§ EXTRAIT DU TEXTE:
Jacques Attali : « L’islam est un atout extraordinaire pour la France »

par Douglas Barr
vendredi 24 septembre 2010

C’est le sujet récurrent qui agite nos sociétés européennes. Tabou, refoulé, il est néanmoins toujours présent dans le moindre de nos débats politiques ; on ne cesse de tourner autour, sans vouloir l’affronter de face. Trop dangereux, trop propice aux « dérapages ». L’immigration obsède le Vieux Continent, l’islam obsède cette vieille terre chrétienne aujourd’hui largement déchristianisée, et touchée par le déclin démographique. La montée des « populismes » partout en Europe atteste d’une crainte de plus en plus évidente, et qu’il n’est plus possible de cacher. Le débat doit avoir lieu, tel que la journaliste Natacha Polony l’a lancé sur son blog, hier, de façon mesurée mais franche. Le débat contre le discours de l’inéluctable, tenu il y a encore quelques jours par Jacques Attali et Emmanuel Todd chez Frédéric Taddeï. Le débat, car, en démocratie, il n’est pas tolérable que le destin d’un peuple ne soit pas décidé par lui, le souverain.

§ SÉRIE DE CONSIGNES:
[1] Traduisez en anglais cette phrase de l'article sur l'islam et l'immigration en Europe : « Le débat doit avoir lieu, tel que la journaliste Natacha Polony l’a lancé sur son blog, hier, de façon mesurée mais franche. »
[2] D'après l'article sur l'islam et l'immigration en Europe, chez qui Jacques Attali et Emmanuel Todd ont-ils tenu le discours de l'inéluctable ?
[3] Poursuivez l'article sur l'islam et l'immigration en Europe à partir de sa dernière phrase.

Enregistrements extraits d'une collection

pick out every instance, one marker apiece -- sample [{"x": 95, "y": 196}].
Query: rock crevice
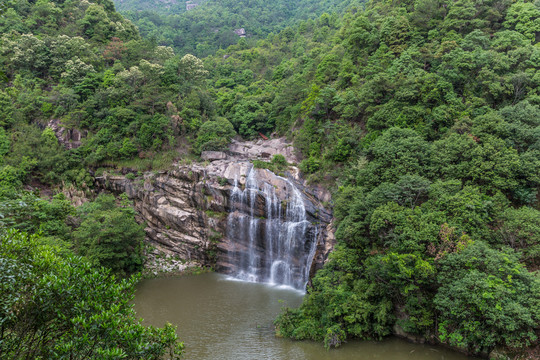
[{"x": 187, "y": 209}]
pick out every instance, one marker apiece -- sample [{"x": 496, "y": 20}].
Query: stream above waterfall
[
  {"x": 223, "y": 319},
  {"x": 277, "y": 247}
]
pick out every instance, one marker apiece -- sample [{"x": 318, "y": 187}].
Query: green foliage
[
  {"x": 214, "y": 135},
  {"x": 56, "y": 308},
  {"x": 210, "y": 26},
  {"x": 109, "y": 236},
  {"x": 487, "y": 298},
  {"x": 277, "y": 165}
]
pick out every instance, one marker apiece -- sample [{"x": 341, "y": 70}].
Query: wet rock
[
  {"x": 213, "y": 155},
  {"x": 187, "y": 208}
]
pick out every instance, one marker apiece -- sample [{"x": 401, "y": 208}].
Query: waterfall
[{"x": 272, "y": 240}]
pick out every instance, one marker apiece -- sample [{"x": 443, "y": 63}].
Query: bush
[
  {"x": 214, "y": 135},
  {"x": 109, "y": 236},
  {"x": 63, "y": 308}
]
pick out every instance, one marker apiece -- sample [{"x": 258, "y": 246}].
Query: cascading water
[{"x": 273, "y": 241}]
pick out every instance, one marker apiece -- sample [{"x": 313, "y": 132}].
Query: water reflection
[{"x": 222, "y": 319}]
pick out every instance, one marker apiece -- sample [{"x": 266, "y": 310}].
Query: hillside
[
  {"x": 211, "y": 25},
  {"x": 428, "y": 118},
  {"x": 422, "y": 117}
]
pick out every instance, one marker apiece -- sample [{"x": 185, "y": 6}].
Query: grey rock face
[{"x": 189, "y": 209}]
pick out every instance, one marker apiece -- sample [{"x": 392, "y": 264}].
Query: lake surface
[{"x": 223, "y": 319}]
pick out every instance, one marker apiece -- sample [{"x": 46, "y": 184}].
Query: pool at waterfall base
[{"x": 222, "y": 318}]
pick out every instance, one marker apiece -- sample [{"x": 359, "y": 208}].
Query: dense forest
[
  {"x": 422, "y": 117},
  {"x": 210, "y": 26}
]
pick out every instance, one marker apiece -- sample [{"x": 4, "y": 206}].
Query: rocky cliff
[{"x": 187, "y": 209}]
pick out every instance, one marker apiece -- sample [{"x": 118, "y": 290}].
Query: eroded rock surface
[{"x": 187, "y": 208}]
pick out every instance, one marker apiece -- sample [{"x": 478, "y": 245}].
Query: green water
[{"x": 222, "y": 319}]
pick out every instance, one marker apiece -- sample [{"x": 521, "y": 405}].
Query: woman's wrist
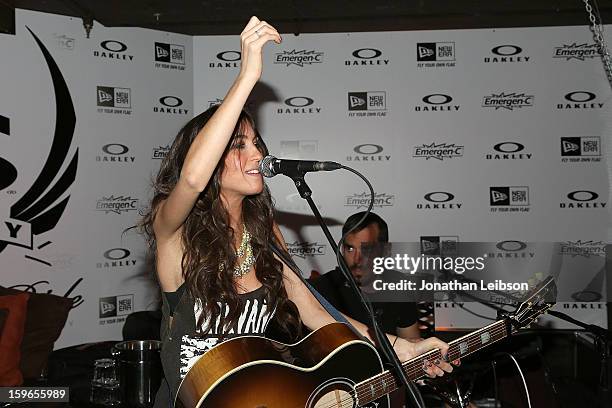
[{"x": 247, "y": 79}]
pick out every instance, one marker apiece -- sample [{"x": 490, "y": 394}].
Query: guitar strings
[
  {"x": 415, "y": 367},
  {"x": 411, "y": 369},
  {"x": 354, "y": 394},
  {"x": 363, "y": 389}
]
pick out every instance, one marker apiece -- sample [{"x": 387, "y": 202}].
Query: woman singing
[{"x": 210, "y": 226}]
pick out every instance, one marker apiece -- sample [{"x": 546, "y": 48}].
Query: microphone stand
[
  {"x": 383, "y": 342},
  {"x": 603, "y": 339}
]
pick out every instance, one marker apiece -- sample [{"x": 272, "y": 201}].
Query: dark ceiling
[{"x": 212, "y": 17}]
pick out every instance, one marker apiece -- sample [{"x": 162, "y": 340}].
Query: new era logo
[
  {"x": 113, "y": 97},
  {"x": 443, "y": 51},
  {"x": 171, "y": 53},
  {"x": 439, "y": 245},
  {"x": 581, "y": 146},
  {"x": 509, "y": 196},
  {"x": 367, "y": 101}
]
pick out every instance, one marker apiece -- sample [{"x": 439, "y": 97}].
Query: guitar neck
[{"x": 385, "y": 382}]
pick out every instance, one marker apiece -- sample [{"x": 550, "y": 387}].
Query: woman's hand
[
  {"x": 252, "y": 39},
  {"x": 407, "y": 350}
]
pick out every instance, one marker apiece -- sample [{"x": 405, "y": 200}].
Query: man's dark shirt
[{"x": 390, "y": 315}]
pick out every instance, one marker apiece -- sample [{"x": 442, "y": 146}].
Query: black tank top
[{"x": 183, "y": 343}]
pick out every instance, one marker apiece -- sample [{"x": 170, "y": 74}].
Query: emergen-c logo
[
  {"x": 507, "y": 100},
  {"x": 576, "y": 51},
  {"x": 299, "y": 58},
  {"x": 160, "y": 152},
  {"x": 117, "y": 205},
  {"x": 583, "y": 248},
  {"x": 438, "y": 151},
  {"x": 304, "y": 249},
  {"x": 363, "y": 200}
]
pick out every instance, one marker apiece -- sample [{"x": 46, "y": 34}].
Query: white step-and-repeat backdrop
[{"x": 467, "y": 135}]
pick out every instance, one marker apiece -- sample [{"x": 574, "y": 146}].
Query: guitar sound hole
[{"x": 335, "y": 399}]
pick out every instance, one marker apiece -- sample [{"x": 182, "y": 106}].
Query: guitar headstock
[{"x": 536, "y": 303}]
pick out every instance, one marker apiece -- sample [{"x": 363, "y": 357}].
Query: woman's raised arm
[{"x": 210, "y": 143}]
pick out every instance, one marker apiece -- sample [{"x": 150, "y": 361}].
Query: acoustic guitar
[{"x": 331, "y": 368}]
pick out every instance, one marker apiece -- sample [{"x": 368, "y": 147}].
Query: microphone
[{"x": 270, "y": 166}]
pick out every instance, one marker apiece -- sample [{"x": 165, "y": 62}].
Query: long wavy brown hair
[{"x": 208, "y": 239}]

§ RÉPONSES ATTENDUES:
[1] The debate must take place, as the journalist Natacha Polony launched it on her blog yesterday, in a measured but frank way.

[2] Chez Frédéric Taddeï.

[3]
Pour la première fois de son histoire, l’extrême droite fait son entrée au Parlement suédois, suite aux élections législatives de dimanche. Si la classe politique parle de "choc", la population paraît plus apaisée, puisque 59 % des Suédois considèrent que les "Démocrates de Suède" (SD) constituent un parti "comme les autres".
 
De la même manière, lorsqu’en Allemagne, la classe politique se scandalisait du livre "choc" du social-démocrate Thilo Sarrazin, 95 % des Allemands considéraient que le membre de la Bundesbank (depuis révoqué) n’allait pas trop loin dans sa dénonciation de l’islamisation de son pays, et 51 % se disaient opposés à son renvoi de la banque centrale.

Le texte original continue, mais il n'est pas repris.